### [WHAT YOU SHOULD DO]
Set down, without alteration, the lines from the one that contains "--target stepping stone path" through the final line of the material below.

### [RECORD EXCERPTS]
'''

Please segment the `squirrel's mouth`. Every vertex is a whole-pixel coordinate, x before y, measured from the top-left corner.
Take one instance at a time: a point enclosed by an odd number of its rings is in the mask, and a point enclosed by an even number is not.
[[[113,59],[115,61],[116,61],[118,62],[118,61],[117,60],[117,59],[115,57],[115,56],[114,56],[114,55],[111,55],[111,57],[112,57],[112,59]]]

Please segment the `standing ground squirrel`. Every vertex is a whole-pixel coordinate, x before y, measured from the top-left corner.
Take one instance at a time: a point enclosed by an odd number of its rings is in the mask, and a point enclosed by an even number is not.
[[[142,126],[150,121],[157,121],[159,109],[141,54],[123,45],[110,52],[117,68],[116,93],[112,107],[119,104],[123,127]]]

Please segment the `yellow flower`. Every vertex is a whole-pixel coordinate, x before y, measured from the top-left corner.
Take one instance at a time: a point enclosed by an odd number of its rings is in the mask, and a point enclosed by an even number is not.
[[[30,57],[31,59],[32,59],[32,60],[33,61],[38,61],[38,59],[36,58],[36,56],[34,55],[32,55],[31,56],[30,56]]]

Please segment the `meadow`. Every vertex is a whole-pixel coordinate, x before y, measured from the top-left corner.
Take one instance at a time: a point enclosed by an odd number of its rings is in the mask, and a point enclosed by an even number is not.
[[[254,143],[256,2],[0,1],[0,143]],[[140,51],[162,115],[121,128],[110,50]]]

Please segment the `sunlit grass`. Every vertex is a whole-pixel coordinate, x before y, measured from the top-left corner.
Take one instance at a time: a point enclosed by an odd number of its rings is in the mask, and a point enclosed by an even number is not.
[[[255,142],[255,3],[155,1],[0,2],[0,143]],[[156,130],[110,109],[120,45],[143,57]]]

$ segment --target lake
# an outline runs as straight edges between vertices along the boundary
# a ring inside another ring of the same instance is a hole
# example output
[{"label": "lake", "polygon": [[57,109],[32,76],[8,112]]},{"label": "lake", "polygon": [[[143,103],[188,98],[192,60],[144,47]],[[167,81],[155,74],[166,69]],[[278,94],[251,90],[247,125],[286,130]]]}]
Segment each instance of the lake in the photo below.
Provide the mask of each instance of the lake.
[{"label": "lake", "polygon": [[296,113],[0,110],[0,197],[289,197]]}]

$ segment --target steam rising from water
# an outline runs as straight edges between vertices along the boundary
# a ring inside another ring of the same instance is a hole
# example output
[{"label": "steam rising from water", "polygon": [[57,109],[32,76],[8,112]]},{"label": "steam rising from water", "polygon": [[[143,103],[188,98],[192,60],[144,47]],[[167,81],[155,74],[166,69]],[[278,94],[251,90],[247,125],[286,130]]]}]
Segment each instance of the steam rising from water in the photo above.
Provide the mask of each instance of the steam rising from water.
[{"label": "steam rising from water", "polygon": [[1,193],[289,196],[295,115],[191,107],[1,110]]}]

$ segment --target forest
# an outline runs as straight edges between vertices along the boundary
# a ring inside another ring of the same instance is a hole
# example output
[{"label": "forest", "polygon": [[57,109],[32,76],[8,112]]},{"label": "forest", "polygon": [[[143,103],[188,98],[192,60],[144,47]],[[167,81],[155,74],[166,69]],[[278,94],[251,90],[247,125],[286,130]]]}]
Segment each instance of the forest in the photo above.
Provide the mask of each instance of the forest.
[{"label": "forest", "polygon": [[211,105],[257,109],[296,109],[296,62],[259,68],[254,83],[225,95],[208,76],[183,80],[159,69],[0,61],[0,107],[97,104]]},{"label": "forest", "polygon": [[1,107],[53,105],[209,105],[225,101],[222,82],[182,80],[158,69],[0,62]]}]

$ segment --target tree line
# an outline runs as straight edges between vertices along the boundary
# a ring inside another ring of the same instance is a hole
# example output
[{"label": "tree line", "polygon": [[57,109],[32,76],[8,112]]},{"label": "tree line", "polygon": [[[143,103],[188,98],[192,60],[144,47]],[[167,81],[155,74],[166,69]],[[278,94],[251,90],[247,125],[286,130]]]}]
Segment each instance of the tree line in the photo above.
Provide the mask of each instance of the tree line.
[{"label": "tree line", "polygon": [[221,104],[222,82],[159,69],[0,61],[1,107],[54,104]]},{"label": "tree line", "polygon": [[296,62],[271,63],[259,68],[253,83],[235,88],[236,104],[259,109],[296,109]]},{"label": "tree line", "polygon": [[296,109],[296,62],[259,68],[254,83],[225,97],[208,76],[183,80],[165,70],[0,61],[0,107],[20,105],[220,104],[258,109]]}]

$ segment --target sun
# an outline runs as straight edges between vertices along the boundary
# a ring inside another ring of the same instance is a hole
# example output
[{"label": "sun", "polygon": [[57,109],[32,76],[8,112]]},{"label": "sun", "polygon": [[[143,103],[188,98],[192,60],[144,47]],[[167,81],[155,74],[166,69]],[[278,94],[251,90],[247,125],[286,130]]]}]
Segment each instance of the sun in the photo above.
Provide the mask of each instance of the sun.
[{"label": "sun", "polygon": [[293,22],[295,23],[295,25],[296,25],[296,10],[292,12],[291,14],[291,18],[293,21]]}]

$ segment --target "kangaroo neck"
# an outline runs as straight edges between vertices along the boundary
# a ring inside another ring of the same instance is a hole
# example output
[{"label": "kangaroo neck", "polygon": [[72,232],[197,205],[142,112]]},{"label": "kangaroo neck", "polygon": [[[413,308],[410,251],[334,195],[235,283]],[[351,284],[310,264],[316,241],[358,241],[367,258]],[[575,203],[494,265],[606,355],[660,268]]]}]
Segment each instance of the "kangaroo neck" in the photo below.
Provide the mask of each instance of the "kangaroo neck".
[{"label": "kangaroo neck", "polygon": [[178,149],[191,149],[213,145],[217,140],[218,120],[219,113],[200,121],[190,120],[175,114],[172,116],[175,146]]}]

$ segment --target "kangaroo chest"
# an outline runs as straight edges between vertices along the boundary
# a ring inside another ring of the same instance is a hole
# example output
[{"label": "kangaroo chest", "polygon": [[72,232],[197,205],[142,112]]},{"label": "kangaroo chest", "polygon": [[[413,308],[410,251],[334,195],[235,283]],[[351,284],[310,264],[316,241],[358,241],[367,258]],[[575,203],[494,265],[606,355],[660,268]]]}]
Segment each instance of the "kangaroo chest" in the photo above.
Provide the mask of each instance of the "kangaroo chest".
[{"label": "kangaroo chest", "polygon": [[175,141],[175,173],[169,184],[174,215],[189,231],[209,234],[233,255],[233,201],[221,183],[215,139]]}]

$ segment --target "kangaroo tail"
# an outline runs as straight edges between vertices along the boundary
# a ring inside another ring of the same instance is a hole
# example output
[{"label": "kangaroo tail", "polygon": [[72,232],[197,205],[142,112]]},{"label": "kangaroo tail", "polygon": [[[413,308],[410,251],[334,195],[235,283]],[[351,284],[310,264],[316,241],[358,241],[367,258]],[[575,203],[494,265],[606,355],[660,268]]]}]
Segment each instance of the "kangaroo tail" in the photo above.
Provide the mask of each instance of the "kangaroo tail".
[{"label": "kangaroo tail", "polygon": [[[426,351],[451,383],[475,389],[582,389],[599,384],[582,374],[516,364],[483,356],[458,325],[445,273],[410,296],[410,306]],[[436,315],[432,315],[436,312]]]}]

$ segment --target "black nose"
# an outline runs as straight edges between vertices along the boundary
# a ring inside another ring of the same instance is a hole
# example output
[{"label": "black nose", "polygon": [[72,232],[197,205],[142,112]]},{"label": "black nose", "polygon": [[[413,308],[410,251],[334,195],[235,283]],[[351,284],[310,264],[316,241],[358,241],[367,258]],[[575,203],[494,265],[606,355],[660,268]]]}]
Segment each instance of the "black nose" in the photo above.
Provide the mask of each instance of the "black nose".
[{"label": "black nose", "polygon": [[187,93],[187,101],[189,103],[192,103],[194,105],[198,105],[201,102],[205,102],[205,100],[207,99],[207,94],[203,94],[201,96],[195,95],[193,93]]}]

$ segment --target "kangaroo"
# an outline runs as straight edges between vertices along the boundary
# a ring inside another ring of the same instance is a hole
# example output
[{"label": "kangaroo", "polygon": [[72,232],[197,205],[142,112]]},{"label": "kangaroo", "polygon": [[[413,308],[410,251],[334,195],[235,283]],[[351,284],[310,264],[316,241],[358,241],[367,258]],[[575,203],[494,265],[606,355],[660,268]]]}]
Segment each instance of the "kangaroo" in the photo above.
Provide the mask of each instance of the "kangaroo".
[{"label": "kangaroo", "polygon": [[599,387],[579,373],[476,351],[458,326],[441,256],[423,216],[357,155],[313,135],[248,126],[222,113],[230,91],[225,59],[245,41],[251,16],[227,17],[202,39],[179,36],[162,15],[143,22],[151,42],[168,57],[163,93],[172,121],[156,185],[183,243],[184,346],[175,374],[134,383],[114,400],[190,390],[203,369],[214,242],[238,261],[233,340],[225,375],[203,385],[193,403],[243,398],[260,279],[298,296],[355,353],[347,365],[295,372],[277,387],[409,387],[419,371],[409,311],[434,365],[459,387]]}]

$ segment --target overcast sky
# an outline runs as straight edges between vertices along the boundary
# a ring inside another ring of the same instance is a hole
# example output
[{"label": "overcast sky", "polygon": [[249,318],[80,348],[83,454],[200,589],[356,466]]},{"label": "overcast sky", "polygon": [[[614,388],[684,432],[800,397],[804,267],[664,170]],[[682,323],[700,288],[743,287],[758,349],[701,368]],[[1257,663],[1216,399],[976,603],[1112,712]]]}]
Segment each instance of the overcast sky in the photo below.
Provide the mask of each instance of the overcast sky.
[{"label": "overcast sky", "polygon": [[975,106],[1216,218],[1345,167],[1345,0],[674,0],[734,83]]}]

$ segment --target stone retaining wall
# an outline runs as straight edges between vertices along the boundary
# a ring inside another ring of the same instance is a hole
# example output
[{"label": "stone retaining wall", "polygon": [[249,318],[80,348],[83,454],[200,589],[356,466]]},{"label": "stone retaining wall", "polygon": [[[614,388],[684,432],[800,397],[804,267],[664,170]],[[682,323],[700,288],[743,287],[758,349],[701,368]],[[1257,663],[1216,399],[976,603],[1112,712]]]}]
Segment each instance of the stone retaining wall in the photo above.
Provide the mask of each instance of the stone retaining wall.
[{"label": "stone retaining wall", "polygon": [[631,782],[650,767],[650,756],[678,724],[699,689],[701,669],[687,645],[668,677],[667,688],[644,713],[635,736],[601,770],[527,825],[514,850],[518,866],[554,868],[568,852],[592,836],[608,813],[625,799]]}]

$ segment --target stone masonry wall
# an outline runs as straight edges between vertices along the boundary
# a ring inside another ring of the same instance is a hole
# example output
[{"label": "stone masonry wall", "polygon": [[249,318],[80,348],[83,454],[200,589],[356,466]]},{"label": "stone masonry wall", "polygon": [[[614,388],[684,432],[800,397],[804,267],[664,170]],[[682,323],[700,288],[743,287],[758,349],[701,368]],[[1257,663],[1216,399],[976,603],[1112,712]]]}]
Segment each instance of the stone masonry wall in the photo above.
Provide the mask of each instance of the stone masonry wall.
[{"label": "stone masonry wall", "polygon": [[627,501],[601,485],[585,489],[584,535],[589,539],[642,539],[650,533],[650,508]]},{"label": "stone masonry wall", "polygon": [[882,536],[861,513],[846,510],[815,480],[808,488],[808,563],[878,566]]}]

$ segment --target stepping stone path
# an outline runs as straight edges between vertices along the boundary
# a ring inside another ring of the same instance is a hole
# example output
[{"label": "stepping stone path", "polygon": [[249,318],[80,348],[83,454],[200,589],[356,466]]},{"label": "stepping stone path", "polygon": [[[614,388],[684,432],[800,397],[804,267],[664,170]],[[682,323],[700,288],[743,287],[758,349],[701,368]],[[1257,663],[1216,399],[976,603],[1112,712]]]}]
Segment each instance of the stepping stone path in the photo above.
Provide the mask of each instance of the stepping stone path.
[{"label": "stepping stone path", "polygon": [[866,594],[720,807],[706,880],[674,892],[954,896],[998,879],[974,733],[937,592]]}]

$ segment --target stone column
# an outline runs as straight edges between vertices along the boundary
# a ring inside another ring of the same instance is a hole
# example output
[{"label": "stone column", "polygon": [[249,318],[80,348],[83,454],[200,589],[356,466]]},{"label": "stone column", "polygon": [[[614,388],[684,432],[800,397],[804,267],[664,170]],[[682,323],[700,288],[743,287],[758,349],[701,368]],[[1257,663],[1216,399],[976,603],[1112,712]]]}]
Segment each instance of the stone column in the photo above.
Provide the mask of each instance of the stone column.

'''

### [EXERCISE SOLUTION]
$ segment --target stepping stone path
# an outline runs as straight edges between vertices along the boundary
# a ring inside another ring of the same instance is a hole
# example output
[{"label": "stepping stone path", "polygon": [[249,318],[80,348],[83,454],[200,589],[356,466]]},{"label": "stepping stone path", "polygon": [[[614,388],[684,432],[800,397],[804,267],[664,170]],[[682,323],[700,288],[743,287],[758,349],[701,368]],[[1257,663],[1216,399],[976,603],[1112,712]]]}]
Segment each instance of the stepping stone path in the photo above.
Provide the mask of each instance of the stepping stone path.
[{"label": "stepping stone path", "polygon": [[866,594],[720,807],[706,880],[674,892],[954,896],[998,879],[974,733],[937,592]]}]

$ segment --target stone column
# an outline runs as straight edges between vertices along the boundary
# a ring inside another ring of the same instance is a hole
# example output
[{"label": "stone column", "polygon": [[249,318],[80,348],[83,454],[200,589],[356,466]]},{"label": "stone column", "polygon": [[[614,388],[684,432],[800,397],[804,267],[664,170]],[[682,323],[700,288],[743,287],[758,349],[701,368]],[[1257,663],[1216,399],[976,603],[1112,712]]]}]
Segment each instance of the stone column in the photo above.
Provide the mask of each instance of the stone column.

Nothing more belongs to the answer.